The point that I am trying to make is that winners most likely have siblings that are more likley to be better than most. My Colorado Futurity winner has a brother that has bred me a 300mile race winner and a 250 mile bond race winner. His sisters have bred me good birds that have placed well in races. From this information I have decided to breed from an unproven brother of both these birds. Also the bond winner and 300 mile winner are both hens from different Dams. I am also breeding from two sisters to the bond winner and 300 mile winner. In my book this is not a gamble. If the futurity winner did not have related birds that were successful, yes then one could think this was a gamble or breeding from siblings a gamble. 
As for my huge opperation, I bred from 14 pairs last year, a total of 70 young birds. This year, I am looking at 12 pairs of breeders. 8 to 9 birds either siblings or nieces or nephews of my futurity winner. I have a total of 55 birds in my loft, sending about 10 "Ace in the Hole's way". 45 birds is what I will start my season with. 
As for the birds that I am sending him. They will be what I would breed for myself. Limiting my breeders to 12 pair leaves me many good birds that I will not put in the breeding loft. Thus his gain. Will every bird that I send him breed winners? No, but it will save him four years of trial and error and hopefully increase his odds for success. 
I am not here to defend or preach my breeding methods, only to give others information on what I have learned that works. Breeding from siblings that win or breed winners works for me. What birds did I send to money races? Siblings and offspring of winners and offspring of pairs that have bred winners. Also I sent a few lottery birds. Which birds won races or money? Who needs to ask? 
As for a size of an opperation and success. One could look at Ludo. I also think that fanciers like Warren, who know his birds well can be successful with 50 birds just as well as 300. He does have one advantage, the race teams he sends off to test and futurities increases his feedback. My opperation is small, but helping people like "Ace" helps me. In two years he may have 50 birds off of my families flying in a club with 16 members. Something that I can't do here. 
If ever I tell a fancier in here that what they are doing is wrong, that day will be the day they kick my butt in a race and humble me. I am simply telling you what works for me. 

Randy


----------



## SmithFamilyLoft (Nov 22, 2004)

lawman said:


> _)
> ........."My reasoning for this is simple, I have limited space for breeding so the so so birds arent going to be in the mix.
> 
> So my personnel recomendation for a person starting out, is to obtain birds with the best performance records and/or breeding records of producing performance birds that you can get your hands on. Your odds of getting to the top level of your area will increase 10 fold. If you obtain the family members with so so records, yeah you may get a hit and you may not. My experience has usually been the later."
> ...


_

Lawman,

Once upon a time, I would have stated something like what you said, and would have felt with a high degree of confidence, that I was correct.

Then a few things happened which came along and messed some of my theories up. I generally accept the concept you put forth, that stocking a race winner over a non-flown bird, or in your words a so-so bird, is the kind of thinking that I would generally fall back on, and would agree with.

Data rows:
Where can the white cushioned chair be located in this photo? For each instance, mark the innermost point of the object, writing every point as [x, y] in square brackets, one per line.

--

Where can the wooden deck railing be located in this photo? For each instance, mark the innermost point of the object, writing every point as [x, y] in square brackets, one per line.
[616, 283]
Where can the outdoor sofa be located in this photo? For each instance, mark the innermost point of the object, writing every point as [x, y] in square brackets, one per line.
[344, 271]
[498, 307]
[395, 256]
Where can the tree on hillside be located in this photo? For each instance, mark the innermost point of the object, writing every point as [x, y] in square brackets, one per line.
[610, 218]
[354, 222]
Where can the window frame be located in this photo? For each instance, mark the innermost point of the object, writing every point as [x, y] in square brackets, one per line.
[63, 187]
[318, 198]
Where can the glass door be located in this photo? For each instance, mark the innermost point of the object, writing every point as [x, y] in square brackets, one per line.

What you need to do:
1. In the pigeon-breeding thread, why does Randy regard helping "Ace" as beneficial to Randy's own operation? Answer in one to three sentences.
2. Say whether each statement agrees with the pigeon-breeding thread. Answer yes or no, and quote the deciding words.
(a) Randy bred from 14 pairs last year and produced 70 young birds.
(b) The bond winner and the 300 mile winner came from the same dam.
(c) Randy expects to begin the season with 55 birds.

Replies:
1. In two years, "Ace" may have 50 birds from Randy's families flying in a club with 16 members. Randy cannot do this at home, so the arrangement helps Randy as well.

2.
(a) Yes: "I bred from 14 pairs last year, a total of 70 young birds."
(b) No: "Also the bond winner and 300 mile winner are both hens from different Dams."
(c) No: "45 birds is what I will start my season with."